---------- Excerpted records ----------

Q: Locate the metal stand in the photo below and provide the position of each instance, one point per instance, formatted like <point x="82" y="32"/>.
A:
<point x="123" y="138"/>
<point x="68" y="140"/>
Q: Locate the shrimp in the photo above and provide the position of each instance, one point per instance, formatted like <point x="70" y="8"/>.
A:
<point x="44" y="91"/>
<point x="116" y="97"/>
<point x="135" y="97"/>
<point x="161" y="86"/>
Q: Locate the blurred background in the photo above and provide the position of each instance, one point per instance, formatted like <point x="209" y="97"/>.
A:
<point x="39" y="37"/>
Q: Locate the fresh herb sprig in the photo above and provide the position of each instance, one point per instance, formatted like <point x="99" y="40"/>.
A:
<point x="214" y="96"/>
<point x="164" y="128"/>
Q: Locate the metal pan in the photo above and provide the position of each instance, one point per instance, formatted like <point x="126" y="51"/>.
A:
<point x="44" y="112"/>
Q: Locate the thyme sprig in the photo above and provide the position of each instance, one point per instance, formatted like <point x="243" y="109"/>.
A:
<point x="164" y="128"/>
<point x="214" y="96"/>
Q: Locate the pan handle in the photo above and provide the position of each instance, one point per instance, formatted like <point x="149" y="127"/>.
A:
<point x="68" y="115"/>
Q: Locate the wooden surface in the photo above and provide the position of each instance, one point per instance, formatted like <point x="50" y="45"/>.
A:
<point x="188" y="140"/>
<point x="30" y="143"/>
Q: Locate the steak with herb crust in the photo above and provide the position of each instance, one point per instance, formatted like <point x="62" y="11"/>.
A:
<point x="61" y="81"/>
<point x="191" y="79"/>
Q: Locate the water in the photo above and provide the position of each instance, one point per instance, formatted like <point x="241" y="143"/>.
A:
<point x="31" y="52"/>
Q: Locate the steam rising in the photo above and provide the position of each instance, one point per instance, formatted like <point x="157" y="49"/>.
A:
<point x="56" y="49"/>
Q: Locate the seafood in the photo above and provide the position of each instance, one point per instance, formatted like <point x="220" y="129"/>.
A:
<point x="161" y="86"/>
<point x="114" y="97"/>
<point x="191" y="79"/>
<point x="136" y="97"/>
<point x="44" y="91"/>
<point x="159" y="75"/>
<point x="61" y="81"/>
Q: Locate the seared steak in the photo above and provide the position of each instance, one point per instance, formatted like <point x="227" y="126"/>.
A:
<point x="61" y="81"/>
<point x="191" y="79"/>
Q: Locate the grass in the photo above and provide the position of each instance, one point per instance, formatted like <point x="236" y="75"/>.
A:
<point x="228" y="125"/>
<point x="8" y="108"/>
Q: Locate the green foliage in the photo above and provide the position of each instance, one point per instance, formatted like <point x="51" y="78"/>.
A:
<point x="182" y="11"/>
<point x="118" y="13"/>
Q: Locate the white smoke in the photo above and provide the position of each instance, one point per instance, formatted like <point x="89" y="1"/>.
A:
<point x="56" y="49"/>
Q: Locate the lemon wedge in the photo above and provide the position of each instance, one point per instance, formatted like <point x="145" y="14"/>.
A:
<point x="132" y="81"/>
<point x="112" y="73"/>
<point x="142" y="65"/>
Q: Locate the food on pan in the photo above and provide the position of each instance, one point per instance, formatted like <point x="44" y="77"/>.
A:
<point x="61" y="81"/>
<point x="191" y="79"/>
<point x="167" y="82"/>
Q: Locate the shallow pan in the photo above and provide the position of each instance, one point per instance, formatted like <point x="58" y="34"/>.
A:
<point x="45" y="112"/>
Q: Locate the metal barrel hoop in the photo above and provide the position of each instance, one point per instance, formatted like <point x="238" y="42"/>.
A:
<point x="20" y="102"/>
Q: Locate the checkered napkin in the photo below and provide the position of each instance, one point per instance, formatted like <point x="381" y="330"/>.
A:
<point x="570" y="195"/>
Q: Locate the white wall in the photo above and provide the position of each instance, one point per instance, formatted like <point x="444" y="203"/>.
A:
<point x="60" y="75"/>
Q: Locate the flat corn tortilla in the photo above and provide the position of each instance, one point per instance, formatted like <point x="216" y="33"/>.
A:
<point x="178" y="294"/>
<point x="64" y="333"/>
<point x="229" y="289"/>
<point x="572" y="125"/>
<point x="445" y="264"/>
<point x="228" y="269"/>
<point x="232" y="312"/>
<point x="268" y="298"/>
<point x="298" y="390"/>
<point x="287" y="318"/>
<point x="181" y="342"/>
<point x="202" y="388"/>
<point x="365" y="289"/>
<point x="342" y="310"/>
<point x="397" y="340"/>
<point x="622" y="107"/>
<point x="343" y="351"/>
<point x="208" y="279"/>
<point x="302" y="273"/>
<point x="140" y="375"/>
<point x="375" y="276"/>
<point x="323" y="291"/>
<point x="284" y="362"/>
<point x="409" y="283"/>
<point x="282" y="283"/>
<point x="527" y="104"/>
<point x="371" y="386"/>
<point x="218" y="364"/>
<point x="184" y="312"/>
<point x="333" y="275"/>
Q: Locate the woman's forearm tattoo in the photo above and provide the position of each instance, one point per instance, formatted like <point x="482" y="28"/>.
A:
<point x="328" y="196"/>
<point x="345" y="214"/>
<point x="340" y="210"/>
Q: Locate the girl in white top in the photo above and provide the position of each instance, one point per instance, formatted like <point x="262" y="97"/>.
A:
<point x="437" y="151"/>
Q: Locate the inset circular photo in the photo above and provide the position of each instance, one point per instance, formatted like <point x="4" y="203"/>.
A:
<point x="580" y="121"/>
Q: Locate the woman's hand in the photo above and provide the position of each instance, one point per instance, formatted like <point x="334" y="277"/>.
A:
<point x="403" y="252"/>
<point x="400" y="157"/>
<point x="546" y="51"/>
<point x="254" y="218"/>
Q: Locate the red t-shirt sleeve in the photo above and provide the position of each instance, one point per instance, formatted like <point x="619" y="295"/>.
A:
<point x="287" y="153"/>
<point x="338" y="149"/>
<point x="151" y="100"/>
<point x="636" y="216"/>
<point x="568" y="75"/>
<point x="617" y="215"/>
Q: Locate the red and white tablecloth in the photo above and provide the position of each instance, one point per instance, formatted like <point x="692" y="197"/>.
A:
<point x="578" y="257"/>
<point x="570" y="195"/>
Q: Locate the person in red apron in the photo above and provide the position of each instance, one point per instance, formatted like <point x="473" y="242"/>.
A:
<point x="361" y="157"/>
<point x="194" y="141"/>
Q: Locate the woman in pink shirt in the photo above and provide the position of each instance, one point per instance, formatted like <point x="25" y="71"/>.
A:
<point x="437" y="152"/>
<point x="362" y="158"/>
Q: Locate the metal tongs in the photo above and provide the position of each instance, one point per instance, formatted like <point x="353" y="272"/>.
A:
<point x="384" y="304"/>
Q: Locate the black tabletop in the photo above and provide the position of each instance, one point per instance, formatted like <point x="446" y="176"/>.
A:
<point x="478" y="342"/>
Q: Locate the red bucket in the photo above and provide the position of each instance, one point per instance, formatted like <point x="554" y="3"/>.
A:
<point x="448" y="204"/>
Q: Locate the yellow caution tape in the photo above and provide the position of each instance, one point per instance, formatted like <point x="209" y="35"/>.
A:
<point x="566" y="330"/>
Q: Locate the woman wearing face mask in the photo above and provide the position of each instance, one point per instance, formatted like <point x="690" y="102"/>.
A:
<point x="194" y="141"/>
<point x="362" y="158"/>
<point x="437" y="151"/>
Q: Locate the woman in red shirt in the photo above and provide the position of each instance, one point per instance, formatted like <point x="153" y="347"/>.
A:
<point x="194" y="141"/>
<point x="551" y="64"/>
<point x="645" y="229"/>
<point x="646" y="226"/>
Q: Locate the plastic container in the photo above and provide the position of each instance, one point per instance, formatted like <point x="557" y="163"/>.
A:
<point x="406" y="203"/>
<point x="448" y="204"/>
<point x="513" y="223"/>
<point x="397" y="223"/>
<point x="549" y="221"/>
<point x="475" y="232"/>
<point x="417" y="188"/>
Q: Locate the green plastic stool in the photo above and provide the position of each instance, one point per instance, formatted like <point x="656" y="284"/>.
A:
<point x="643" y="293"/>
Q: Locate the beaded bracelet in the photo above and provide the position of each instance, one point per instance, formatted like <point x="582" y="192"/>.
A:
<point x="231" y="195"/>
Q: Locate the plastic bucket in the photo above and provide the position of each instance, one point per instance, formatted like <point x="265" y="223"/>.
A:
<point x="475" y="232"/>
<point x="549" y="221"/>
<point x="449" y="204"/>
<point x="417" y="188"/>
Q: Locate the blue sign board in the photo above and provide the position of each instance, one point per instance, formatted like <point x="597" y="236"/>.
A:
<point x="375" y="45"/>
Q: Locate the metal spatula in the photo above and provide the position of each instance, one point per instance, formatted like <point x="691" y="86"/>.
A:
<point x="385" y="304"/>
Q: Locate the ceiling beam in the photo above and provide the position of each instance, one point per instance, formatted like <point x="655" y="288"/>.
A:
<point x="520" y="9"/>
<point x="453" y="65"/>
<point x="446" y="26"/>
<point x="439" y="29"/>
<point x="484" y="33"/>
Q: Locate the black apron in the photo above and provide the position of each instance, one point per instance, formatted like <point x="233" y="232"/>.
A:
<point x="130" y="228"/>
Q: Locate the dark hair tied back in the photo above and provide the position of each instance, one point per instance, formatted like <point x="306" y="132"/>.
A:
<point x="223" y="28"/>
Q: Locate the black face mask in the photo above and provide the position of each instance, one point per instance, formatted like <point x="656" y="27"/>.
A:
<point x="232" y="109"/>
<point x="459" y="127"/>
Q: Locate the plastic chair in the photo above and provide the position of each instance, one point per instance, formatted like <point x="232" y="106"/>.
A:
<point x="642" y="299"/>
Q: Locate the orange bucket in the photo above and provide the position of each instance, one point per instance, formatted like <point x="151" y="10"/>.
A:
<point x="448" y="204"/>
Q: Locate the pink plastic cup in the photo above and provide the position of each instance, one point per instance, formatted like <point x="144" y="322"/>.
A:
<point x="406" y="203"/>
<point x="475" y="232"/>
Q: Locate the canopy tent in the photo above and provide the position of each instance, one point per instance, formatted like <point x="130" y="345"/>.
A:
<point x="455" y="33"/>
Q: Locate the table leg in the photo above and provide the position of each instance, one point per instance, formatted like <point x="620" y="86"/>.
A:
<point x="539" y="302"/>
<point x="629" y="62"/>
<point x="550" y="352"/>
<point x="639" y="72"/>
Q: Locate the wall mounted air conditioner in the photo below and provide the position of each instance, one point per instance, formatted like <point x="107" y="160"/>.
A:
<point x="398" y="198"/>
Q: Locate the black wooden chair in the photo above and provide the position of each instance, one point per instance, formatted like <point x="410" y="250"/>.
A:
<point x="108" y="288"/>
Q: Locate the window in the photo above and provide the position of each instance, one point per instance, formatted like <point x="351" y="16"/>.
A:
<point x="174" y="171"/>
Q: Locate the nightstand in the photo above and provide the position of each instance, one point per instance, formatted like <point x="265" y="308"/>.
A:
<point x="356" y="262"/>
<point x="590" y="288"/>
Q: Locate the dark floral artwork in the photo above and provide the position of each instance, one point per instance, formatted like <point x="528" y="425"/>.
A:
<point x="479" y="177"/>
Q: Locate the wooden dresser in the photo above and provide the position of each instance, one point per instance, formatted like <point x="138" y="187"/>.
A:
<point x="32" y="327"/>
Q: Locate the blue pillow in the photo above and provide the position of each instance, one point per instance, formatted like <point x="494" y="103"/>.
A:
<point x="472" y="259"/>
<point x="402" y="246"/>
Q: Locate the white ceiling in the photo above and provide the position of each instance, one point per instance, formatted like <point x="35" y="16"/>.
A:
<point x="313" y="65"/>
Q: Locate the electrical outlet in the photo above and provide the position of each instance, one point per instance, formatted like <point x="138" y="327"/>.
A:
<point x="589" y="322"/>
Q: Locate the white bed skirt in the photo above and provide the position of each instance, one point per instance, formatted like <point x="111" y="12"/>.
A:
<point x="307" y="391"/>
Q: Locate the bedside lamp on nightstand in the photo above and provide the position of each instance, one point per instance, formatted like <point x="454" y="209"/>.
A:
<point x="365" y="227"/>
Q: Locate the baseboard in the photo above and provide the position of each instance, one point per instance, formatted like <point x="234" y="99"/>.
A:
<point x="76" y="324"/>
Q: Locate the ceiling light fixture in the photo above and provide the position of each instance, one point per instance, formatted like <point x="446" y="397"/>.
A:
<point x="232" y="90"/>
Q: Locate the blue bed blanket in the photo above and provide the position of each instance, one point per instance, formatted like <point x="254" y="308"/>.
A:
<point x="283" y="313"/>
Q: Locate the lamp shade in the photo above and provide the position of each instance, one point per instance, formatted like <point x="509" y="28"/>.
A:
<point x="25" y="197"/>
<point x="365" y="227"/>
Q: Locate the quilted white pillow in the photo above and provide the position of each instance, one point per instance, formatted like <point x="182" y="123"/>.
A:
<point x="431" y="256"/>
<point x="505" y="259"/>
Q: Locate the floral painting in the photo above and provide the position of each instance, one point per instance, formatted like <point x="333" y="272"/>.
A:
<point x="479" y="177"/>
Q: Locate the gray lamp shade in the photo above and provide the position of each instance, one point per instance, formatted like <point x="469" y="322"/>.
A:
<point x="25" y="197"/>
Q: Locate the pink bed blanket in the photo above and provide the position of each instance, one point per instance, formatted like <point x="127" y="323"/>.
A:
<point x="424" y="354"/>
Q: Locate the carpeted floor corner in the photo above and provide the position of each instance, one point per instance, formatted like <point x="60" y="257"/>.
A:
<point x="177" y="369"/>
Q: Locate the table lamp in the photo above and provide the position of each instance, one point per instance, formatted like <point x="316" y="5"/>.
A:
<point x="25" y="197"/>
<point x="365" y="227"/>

----------

## Exercise objective
Repeat word for word every line from the one that holds "Q: Locate the floral" to the end. Both ends count.

## The reply
Q: Locate the floral painting in the photo above and provide the position of each instance, one point per instance, formatted like <point x="333" y="272"/>.
A:
<point x="479" y="177"/>
Q: Locate the gray lamp shade in the photo above and provide the position of each instance, one point per instance, formatted like <point x="469" y="322"/>.
A:
<point x="25" y="197"/>
Q: Locate the pink bed blanket in the photo above and provide the position of each instance, one point per instance, formatted like <point x="127" y="323"/>.
A:
<point x="424" y="354"/>
Q: Locate the carpeted floor corner in the photo above and provide the position of each instance, one point per instance, formatted like <point x="60" y="257"/>.
A:
<point x="177" y="369"/>
Q: Locate the table lamp in the photo above and provide the position of each instance, one point per instance, formatted like <point x="316" y="5"/>.
A:
<point x="25" y="197"/>
<point x="365" y="227"/>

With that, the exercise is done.